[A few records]
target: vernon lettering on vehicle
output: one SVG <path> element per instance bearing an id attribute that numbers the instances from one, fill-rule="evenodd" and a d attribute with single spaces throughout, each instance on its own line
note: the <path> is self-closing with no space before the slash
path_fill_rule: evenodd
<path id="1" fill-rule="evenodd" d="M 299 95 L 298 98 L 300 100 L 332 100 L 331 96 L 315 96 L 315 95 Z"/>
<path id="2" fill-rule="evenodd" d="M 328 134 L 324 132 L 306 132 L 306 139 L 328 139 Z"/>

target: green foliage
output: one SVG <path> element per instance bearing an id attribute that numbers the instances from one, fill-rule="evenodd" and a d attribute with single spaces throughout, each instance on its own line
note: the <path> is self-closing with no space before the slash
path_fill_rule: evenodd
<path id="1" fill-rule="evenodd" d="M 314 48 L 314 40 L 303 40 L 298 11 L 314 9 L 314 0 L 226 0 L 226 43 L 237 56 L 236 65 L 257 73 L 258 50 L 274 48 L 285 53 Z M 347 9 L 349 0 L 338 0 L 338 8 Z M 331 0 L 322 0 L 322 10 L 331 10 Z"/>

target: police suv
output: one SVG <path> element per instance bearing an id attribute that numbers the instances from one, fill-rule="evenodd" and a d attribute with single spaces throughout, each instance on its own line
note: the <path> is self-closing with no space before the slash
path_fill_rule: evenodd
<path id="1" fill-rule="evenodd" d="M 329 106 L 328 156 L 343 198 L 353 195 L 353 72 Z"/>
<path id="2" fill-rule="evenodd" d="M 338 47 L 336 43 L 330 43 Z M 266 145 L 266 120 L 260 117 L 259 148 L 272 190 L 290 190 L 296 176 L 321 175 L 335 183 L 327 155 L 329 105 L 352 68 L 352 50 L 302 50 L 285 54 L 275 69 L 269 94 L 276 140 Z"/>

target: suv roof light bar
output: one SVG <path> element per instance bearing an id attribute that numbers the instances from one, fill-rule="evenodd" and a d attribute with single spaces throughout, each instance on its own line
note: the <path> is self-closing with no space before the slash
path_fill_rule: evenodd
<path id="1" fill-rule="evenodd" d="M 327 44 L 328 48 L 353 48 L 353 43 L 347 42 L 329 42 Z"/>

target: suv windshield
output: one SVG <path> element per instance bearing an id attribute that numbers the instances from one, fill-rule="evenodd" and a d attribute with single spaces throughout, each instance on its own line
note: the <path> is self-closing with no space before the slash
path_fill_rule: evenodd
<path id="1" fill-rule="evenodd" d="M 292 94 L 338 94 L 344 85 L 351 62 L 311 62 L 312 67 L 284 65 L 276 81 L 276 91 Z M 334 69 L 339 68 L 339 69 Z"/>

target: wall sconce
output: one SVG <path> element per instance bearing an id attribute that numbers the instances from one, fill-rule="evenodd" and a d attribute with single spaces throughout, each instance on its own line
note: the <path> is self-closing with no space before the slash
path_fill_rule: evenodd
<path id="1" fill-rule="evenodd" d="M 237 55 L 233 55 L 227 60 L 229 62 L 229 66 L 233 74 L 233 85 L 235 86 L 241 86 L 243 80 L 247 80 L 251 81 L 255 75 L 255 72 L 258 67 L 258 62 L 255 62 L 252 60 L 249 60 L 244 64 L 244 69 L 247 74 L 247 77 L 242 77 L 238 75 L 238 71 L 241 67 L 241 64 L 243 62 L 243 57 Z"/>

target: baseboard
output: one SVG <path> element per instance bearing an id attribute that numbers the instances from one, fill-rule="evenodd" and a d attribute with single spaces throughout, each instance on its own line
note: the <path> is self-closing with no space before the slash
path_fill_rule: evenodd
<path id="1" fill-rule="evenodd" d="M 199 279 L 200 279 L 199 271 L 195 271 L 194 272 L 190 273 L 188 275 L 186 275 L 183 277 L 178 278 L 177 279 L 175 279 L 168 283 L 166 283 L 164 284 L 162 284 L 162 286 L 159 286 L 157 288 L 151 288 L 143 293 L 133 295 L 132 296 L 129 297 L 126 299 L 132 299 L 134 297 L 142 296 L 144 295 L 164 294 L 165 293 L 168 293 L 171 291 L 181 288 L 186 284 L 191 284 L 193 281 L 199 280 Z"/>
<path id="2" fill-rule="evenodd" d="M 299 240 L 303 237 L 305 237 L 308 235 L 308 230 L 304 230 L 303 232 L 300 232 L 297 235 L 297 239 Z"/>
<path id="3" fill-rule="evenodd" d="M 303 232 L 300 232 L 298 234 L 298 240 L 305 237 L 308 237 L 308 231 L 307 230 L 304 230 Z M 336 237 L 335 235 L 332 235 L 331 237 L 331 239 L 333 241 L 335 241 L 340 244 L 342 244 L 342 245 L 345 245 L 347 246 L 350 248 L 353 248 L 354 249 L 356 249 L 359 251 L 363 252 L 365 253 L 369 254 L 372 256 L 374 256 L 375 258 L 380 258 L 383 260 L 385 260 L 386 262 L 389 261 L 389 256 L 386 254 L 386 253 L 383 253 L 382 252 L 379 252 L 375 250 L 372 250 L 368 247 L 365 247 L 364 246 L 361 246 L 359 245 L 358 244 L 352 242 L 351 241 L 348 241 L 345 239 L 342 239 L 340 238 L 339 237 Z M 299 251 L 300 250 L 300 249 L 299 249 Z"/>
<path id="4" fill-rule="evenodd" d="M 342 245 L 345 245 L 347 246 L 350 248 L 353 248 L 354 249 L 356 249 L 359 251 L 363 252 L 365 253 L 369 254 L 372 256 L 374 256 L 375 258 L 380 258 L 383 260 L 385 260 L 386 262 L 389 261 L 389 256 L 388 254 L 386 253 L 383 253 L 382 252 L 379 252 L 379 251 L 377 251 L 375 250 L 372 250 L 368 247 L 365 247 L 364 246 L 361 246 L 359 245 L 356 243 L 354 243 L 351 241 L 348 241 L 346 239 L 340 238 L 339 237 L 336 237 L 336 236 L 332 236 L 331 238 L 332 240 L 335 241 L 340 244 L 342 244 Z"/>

What the task requires: Repeat every line of the records above, changing nothing.

The answer:
target: vernon lettering on vehicle
output: one SVG <path> element per instance bearing an id attribute that numbers the instances from one, fill-rule="evenodd" and a d attribute with single spaces throughout, each instance on its own line
note: the <path> is self-closing with no space before the slash
path_fill_rule: evenodd
<path id="1" fill-rule="evenodd" d="M 299 95 L 298 98 L 300 100 L 332 100 L 331 96 L 315 96 L 315 95 Z"/>
<path id="2" fill-rule="evenodd" d="M 328 134 L 324 132 L 306 132 L 306 139 L 328 139 Z"/>

target: green foliage
output: one SVG <path> element per instance bearing an id attribute that numbers the instances from one, fill-rule="evenodd" and a d attribute with single spaces throughout, each instance on its own line
note: the <path> is self-closing with no space before the slash
path_fill_rule: evenodd
<path id="1" fill-rule="evenodd" d="M 314 48 L 314 40 L 303 40 L 298 11 L 314 9 L 314 0 L 226 0 L 226 43 L 237 56 L 236 65 L 257 73 L 258 50 L 274 48 L 285 53 Z M 347 9 L 349 0 L 338 0 L 338 8 Z M 331 0 L 322 0 L 322 10 L 331 10 Z"/>

target: police suv
output: one SVG <path> element per instance bearing an id attribute that numbers the instances from one, fill-rule="evenodd" and a d attribute with single spaces throughout, each instance on its own line
note: the <path> is self-closing with no space before the slash
path_fill_rule: evenodd
<path id="1" fill-rule="evenodd" d="M 329 106 L 328 156 L 343 198 L 353 195 L 353 72 Z"/>
<path id="2" fill-rule="evenodd" d="M 338 47 L 336 43 L 330 43 Z M 266 145 L 266 120 L 260 117 L 259 148 L 272 190 L 290 190 L 296 176 L 321 175 L 335 183 L 327 155 L 329 105 L 352 68 L 352 50 L 302 50 L 285 54 L 275 69 L 269 94 L 276 140 Z"/>

target: suv roof light bar
output: one SVG <path> element per instance bearing an id attribute that numbers the instances from one, fill-rule="evenodd" and a d attribute with single spaces throughout, each instance on its own line
note: the <path> is self-closing with no space before the slash
path_fill_rule: evenodd
<path id="1" fill-rule="evenodd" d="M 327 44 L 328 48 L 353 48 L 353 43 L 347 42 L 329 42 Z"/>

target: suv windshield
output: one SVG <path> element per instance bearing an id attribute that numbers the instances from one, fill-rule="evenodd" and a d attribute with single spaces throughout, each instance on its own line
note: the <path> is self-closing with no space before the slash
path_fill_rule: evenodd
<path id="1" fill-rule="evenodd" d="M 292 94 L 338 94 L 344 85 L 351 62 L 311 62 L 312 67 L 284 65 L 276 81 L 276 91 Z M 334 69 L 339 68 L 339 69 Z"/>

target: wall sconce
output: one SVG <path> element per instance bearing an id attribute that numbers the instances from one, fill-rule="evenodd" and a d attribute with single spaces throughout, each instance on its own line
note: the <path> is self-closing with no space before the slash
path_fill_rule: evenodd
<path id="1" fill-rule="evenodd" d="M 237 55 L 233 55 L 227 60 L 229 62 L 229 66 L 233 74 L 233 85 L 235 86 L 241 86 L 243 80 L 247 80 L 251 81 L 255 75 L 255 72 L 258 67 L 258 62 L 255 62 L 252 60 L 249 60 L 244 64 L 244 69 L 247 74 L 247 77 L 242 77 L 238 75 L 238 71 L 241 67 L 241 64 L 243 62 L 243 57 Z"/>

target: baseboard
output: one SVG <path> element per instance bearing an id attribute that numbers the instances from one, fill-rule="evenodd" and a d attribute with single spaces throughout, each instance on its own line
note: the <path> is self-closing with no space before the slash
path_fill_rule: evenodd
<path id="1" fill-rule="evenodd" d="M 199 279 L 200 279 L 199 271 L 195 271 L 194 272 L 190 273 L 188 275 L 186 275 L 183 277 L 178 278 L 177 279 L 175 279 L 168 283 L 166 283 L 164 284 L 162 284 L 162 286 L 159 286 L 157 288 L 151 288 L 143 293 L 133 295 L 132 296 L 129 297 L 126 299 L 132 299 L 134 297 L 142 296 L 144 295 L 164 294 L 165 293 L 168 293 L 171 291 L 181 288 L 186 284 L 191 284 L 193 281 L 199 280 Z"/>
<path id="2" fill-rule="evenodd" d="M 299 240 L 303 237 L 305 237 L 308 235 L 308 230 L 304 230 L 303 232 L 300 232 L 297 235 L 297 239 Z"/>
<path id="3" fill-rule="evenodd" d="M 303 232 L 300 232 L 298 234 L 298 240 L 305 237 L 308 237 L 308 231 L 307 230 L 304 230 Z M 336 237 L 335 235 L 332 235 L 331 237 L 331 239 L 333 241 L 335 241 L 340 244 L 342 244 L 342 245 L 345 245 L 347 246 L 350 248 L 353 248 L 354 249 L 356 249 L 359 251 L 363 252 L 365 253 L 369 254 L 372 256 L 374 256 L 375 258 L 380 258 L 383 260 L 385 260 L 386 262 L 389 261 L 389 256 L 386 254 L 386 253 L 383 253 L 382 252 L 379 252 L 375 250 L 372 250 L 368 247 L 365 247 L 364 246 L 361 246 L 359 245 L 358 244 L 352 242 L 351 241 L 348 241 L 345 239 L 342 239 L 340 238 L 339 237 Z M 299 251 L 300 250 L 300 249 L 299 249 Z"/>
<path id="4" fill-rule="evenodd" d="M 342 245 L 345 245 L 347 246 L 350 248 L 353 248 L 354 249 L 356 249 L 359 251 L 363 252 L 365 253 L 369 254 L 372 256 L 374 256 L 375 258 L 380 258 L 383 260 L 385 260 L 386 262 L 389 261 L 389 256 L 388 254 L 386 253 L 383 253 L 382 252 L 379 252 L 379 251 L 377 251 L 375 250 L 372 250 L 368 247 L 365 247 L 364 246 L 361 246 L 359 245 L 356 243 L 354 243 L 351 241 L 348 241 L 346 239 L 340 238 L 339 237 L 336 237 L 336 236 L 332 236 L 331 238 L 332 240 L 335 241 L 340 244 L 342 244 Z"/>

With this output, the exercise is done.